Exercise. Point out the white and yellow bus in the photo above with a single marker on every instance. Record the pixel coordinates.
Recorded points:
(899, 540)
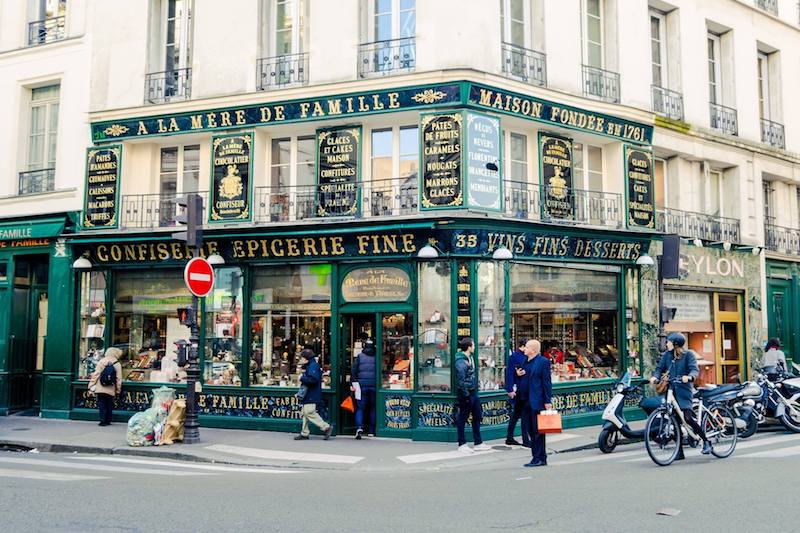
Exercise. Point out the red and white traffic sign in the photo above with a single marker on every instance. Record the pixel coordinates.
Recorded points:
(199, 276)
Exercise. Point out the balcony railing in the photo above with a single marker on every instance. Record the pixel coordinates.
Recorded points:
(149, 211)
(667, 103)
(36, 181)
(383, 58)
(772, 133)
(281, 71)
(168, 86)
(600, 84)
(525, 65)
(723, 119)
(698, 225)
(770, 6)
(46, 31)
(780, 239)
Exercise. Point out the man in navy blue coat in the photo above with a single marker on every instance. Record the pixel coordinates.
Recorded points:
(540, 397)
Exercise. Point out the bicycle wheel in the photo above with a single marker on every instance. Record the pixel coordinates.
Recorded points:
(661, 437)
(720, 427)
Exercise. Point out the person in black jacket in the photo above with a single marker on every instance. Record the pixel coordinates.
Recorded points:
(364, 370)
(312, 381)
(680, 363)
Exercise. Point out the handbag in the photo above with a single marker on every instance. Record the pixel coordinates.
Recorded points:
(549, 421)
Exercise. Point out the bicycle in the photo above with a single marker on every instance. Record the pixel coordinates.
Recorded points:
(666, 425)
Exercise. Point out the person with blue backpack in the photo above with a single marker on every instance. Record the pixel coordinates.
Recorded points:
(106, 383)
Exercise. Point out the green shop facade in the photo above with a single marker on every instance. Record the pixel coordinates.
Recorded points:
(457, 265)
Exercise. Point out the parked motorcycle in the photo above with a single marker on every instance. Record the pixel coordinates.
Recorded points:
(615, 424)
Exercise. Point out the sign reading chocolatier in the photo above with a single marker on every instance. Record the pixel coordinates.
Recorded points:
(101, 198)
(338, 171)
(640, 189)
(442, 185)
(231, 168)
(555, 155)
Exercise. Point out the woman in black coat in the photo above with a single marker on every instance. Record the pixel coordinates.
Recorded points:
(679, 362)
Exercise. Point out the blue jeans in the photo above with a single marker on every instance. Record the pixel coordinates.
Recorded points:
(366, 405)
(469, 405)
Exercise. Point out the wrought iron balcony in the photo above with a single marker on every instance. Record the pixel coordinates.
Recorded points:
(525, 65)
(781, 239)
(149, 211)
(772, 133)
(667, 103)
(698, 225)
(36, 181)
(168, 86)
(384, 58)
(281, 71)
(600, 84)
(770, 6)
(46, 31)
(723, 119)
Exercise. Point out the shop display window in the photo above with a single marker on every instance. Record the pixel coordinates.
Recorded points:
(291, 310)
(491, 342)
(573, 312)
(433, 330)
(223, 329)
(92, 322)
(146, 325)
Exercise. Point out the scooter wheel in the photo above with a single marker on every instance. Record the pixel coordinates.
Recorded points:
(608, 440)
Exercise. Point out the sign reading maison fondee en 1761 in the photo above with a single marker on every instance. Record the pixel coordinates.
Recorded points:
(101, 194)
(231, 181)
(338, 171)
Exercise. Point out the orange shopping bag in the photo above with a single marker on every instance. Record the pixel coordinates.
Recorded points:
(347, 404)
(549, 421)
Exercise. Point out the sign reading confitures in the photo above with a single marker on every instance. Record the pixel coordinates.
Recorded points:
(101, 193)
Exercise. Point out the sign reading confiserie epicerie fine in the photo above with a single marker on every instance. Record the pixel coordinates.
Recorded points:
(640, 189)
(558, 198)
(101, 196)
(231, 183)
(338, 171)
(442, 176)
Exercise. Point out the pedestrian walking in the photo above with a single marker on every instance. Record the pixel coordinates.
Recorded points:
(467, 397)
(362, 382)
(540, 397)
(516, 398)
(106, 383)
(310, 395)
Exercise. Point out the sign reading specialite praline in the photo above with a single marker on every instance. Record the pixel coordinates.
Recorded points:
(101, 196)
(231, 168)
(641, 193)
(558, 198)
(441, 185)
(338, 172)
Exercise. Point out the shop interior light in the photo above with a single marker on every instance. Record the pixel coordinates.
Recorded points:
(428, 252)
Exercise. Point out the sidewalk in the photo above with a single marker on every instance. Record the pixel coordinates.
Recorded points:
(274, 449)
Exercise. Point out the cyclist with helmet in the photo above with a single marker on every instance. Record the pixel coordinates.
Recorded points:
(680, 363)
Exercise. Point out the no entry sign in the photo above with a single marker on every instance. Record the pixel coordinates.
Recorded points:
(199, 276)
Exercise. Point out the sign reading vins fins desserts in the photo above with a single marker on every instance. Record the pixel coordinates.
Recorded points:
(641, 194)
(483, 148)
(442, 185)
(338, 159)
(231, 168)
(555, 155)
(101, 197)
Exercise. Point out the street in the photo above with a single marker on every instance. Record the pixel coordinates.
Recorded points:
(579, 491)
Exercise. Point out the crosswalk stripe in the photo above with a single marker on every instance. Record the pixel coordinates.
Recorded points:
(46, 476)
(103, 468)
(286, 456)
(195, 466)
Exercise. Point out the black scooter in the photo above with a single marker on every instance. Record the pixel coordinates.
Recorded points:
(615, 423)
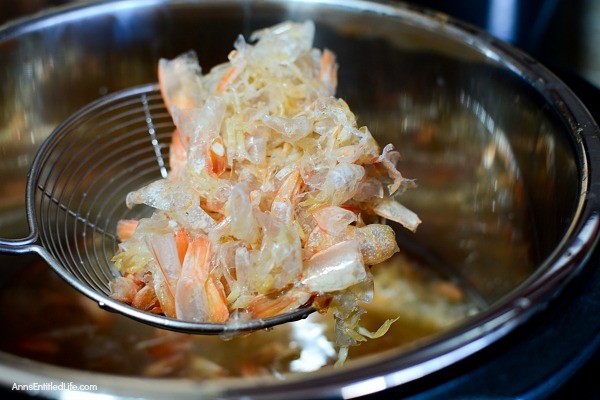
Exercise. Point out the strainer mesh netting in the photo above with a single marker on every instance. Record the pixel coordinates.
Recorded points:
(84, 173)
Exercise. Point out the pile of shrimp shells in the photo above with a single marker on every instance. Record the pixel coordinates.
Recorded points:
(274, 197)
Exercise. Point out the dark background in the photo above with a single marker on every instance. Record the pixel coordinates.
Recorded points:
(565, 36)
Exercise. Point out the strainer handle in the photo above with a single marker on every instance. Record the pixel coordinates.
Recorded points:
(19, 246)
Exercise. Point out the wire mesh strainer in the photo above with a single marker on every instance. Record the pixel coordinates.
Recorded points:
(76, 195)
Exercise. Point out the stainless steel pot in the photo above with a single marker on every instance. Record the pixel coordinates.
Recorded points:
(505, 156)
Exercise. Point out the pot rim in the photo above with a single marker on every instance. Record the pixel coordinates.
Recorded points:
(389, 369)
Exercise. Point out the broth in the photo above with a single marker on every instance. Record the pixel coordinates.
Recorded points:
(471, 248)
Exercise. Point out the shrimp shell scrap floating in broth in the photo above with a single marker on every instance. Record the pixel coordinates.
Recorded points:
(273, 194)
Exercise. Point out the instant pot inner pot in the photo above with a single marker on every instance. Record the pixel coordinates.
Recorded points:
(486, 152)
==
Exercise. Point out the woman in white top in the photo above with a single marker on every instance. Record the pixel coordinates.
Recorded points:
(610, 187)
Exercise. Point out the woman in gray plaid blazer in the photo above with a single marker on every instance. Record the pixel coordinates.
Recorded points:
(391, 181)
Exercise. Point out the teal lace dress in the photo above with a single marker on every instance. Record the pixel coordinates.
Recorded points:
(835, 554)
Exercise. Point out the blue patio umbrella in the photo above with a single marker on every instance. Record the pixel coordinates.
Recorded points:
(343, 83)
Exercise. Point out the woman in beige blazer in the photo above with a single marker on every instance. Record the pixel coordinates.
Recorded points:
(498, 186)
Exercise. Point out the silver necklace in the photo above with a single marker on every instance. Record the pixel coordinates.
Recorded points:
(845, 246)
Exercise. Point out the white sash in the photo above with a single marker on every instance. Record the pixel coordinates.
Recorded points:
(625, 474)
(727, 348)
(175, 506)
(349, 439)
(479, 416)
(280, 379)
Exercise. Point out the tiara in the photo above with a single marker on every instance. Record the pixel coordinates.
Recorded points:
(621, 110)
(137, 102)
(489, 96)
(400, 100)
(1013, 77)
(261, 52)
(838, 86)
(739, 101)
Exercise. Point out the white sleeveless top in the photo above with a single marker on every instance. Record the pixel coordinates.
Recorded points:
--
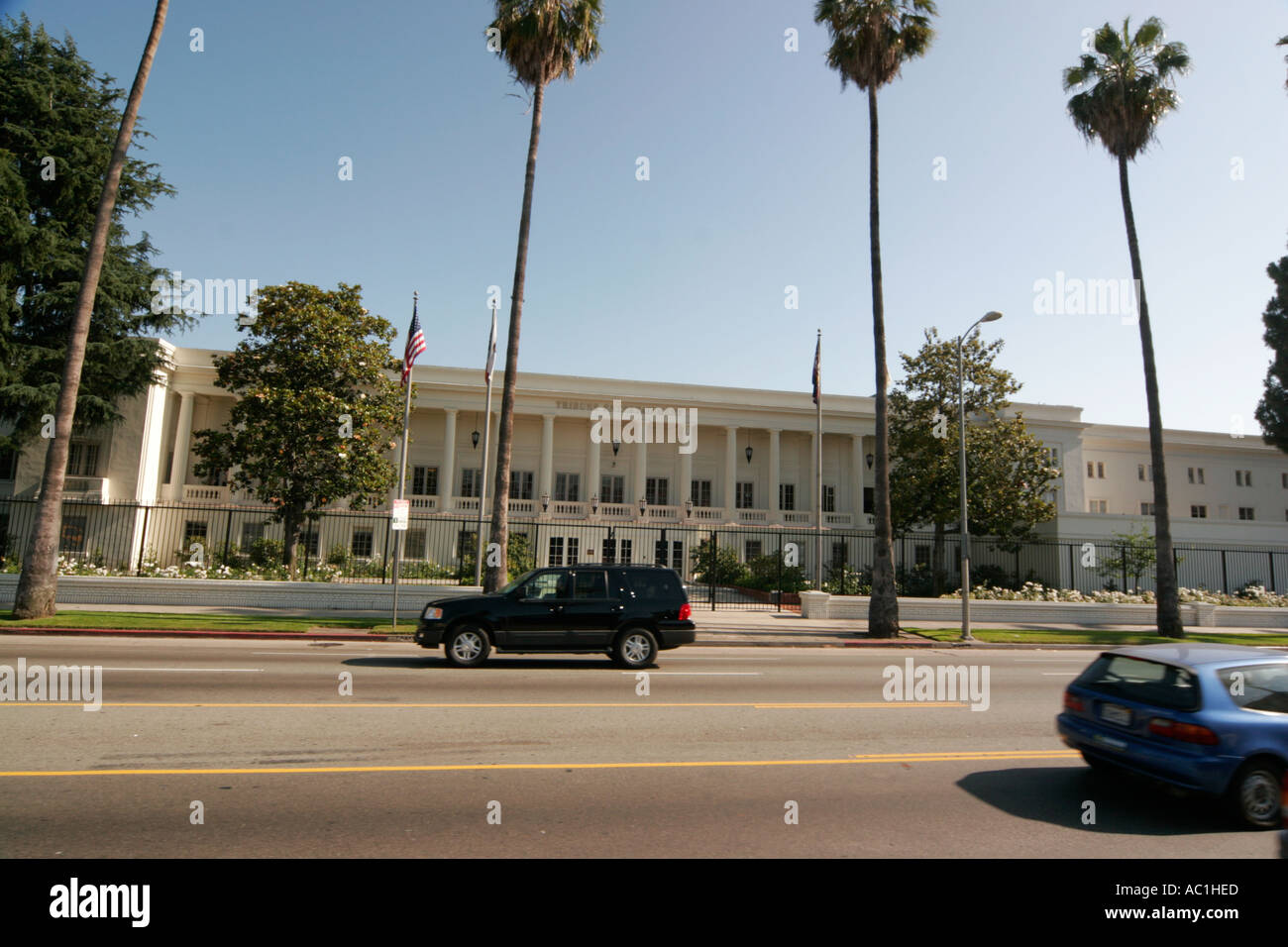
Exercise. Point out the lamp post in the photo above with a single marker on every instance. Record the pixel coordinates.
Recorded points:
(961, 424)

* _The request_
Report every line of the records above that contains the word "black", copying each line in full.

* _Exercise solution_
Exercise. Point out the person in black jacket in the photo above with a single marker on every instance. Record the pixel coordinates.
Exercise. Point out the woman in black coat in the photo above with a single marker on every instance. Record the pixel coordinates.
Exercise. Point out the black scooter in the photo above with a single marker on every instance. Record the pixel coordinates.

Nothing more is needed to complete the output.